#### PROVIDED TEXT
● ● ● ● ●
From Storing Documents to Powering Agentic AI Platforms
At ConnectLive, iManage used its flagship conference to reposition its core platform around agentic AI workflows, in a move its CEO has compared in scale to the industry’s shift to cloud. Rather than simply adding AI features on top of a traditional document management system, the company is reframing the DMS as a governed knowledge backbone for autonomous agents. This shift reflects a broader document management evolution: enterprises are moving from AI experimentation to AI operationalisation and need foundations that can safely fuel AI, not just repositories that store files. With a footprint across a large share of leading law firms and major corporations, iManage’s re-architecture is more than a product refresh; it is a signal of where the wider enterprise knowledge management stack is heading. For AI leaders, the message is clear: document systems must now be designed as agentic AI platforms from the ground up.

Inside the Context Fabric Architecture
At the heart of iManage’s overhaul is its “context fabric” architecture, an inference layer that sits above governed firm data and activity. Instead of treating each document as an isolated object, the fabric models content, relationships and real-time work patterns across matters, clients and teams. This allows AI tools and agents to draw on a rich, permission-aware context fabric architecture that understands how knowledge is actually used, not just where it is stored. The fabric is continuously enriched by what people and agents are doing right now, turning static repositories into a living, governed knowledge mesh. Governance and security policies are native to this layer rather than bolted on, which means agentic AI platforms can reason over institutional knowledge while still respecting granular permissions. For enterprises, this architectural shift is what enables AI agents to operate safely inside sensitive knowledge domains.
● ● ● ● ●
#### ENTRIES SHOWN

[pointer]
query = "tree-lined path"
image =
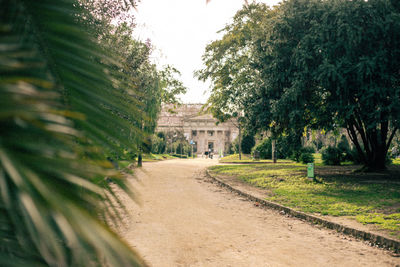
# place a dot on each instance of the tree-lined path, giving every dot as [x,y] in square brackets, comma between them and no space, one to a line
[185,220]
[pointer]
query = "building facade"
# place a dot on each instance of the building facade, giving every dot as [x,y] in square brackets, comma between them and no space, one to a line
[198,128]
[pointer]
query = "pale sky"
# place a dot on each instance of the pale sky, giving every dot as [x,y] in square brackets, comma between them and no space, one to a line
[180,31]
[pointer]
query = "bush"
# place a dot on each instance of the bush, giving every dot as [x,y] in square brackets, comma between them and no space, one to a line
[265,148]
[306,158]
[247,143]
[158,145]
[180,156]
[296,154]
[308,149]
[332,156]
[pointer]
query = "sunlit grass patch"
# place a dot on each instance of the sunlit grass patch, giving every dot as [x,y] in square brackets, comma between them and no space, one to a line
[390,222]
[248,158]
[339,192]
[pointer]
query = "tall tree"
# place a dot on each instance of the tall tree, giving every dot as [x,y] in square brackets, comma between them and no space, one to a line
[57,93]
[335,64]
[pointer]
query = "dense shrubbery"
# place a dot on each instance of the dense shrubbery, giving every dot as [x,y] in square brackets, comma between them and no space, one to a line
[306,158]
[265,148]
[332,156]
[296,155]
[158,144]
[247,143]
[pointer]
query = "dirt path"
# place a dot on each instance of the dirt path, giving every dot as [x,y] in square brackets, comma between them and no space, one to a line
[185,220]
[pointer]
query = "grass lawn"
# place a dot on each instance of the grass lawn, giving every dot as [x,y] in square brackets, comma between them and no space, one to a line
[247,158]
[369,198]
[156,157]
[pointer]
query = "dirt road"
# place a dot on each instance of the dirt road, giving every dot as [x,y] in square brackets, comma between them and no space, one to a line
[185,220]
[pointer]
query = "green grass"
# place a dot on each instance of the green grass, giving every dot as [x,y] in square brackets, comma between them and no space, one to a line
[338,192]
[156,157]
[247,158]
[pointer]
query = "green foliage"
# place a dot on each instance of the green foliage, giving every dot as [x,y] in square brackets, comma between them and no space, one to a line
[265,148]
[63,106]
[332,156]
[158,144]
[313,64]
[247,143]
[306,158]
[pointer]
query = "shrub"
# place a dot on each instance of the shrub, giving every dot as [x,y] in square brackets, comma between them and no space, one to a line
[332,156]
[158,145]
[247,143]
[308,149]
[306,158]
[296,154]
[180,156]
[265,148]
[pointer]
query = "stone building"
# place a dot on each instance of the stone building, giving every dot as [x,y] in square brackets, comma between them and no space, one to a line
[197,127]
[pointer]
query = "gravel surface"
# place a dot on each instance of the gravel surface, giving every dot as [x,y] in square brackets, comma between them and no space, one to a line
[185,220]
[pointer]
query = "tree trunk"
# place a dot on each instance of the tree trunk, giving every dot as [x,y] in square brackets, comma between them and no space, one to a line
[375,144]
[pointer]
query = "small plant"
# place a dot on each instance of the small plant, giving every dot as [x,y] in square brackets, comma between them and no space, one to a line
[332,156]
[306,158]
[265,148]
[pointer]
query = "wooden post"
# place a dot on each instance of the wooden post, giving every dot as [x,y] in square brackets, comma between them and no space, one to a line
[240,142]
[274,150]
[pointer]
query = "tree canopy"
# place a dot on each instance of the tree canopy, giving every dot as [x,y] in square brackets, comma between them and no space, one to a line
[75,88]
[319,64]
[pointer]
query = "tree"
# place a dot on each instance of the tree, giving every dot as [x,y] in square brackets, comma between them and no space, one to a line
[312,64]
[228,64]
[340,60]
[61,108]
[247,143]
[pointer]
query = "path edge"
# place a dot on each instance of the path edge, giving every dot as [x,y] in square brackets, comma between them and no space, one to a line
[374,239]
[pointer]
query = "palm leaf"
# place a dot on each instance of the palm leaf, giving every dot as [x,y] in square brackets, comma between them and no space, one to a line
[55,96]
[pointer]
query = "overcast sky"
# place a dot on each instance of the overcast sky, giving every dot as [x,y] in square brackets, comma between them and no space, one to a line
[180,31]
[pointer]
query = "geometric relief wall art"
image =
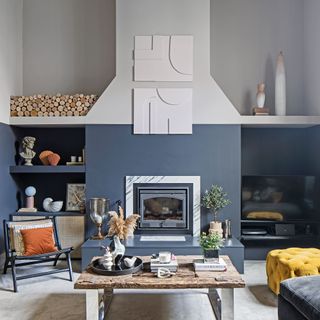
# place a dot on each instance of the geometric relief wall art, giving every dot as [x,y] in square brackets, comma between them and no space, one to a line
● ● ● ● ●
#### USING THE INFORMATION
A - In the iManage article, what has the company's CEO compared the platform's repositioning to in scale?
B - Pick up the iManage article after its last sentence and keep writing.
None of the material is needed here.

#### ANSWERS GIVEN
A - The industry's shift to cloud.

B -
From Document-Centric to Context-Centric Enterprise Knowledge Management
The context fabric marks a deeper transition from document-centric systems to context-centric platforms. Traditional DMS tools were optimised for filing, searching and versioning documents. In an agentic era, however, the unit of value is no longer just the file but the surrounding context: which matter it belongs to, who worked on it, what precedents it relates to, and how outcomes were achieved. By elevating context to a first-class concept, platforms like iManage give enterprises a way to govern not just content, but the way AI agents interpret and act on that content. This is critical for enterprise knowledge management in regulated, knowledge-intensive environments, where misapplied context can be as risky as misused data. The repositioned platform aims to actively surface, broker and connect relevant work product to AI agents, making governance an enabler of intelligent automation rather than a brake on innovation.
New Controls That Make Agentic Workflows Operational
Beyond architecture, iManage is rolling out features aimed squarely at operationalising agentic workflows at scale. New AI-specific controls let firms define how AI is applied across clients and matters, aligning automated behaviour with existing ethical walls and confidentiality rules. Enhanced monitoring and reporting on AI agent activity provide auditability, so teams can see what agents accessed, generated or changed within the platform. The expansion of the iManage Model Context Protocol (MCP) Server gives organisations a more robust way to connect external AI tools and agents to governed knowledge without bulk data exports, including through formal placement in Anthropic’s partner ecosystem and Claude store. Additional platform enhancements—such as multi-region search and native OCR—reinforce the foundation needed to make AI outputs both comprehensive and compliant. Together, these changes are less about flashy features and more about the practical plumbing required to run agentic workflows safely across the enterprise.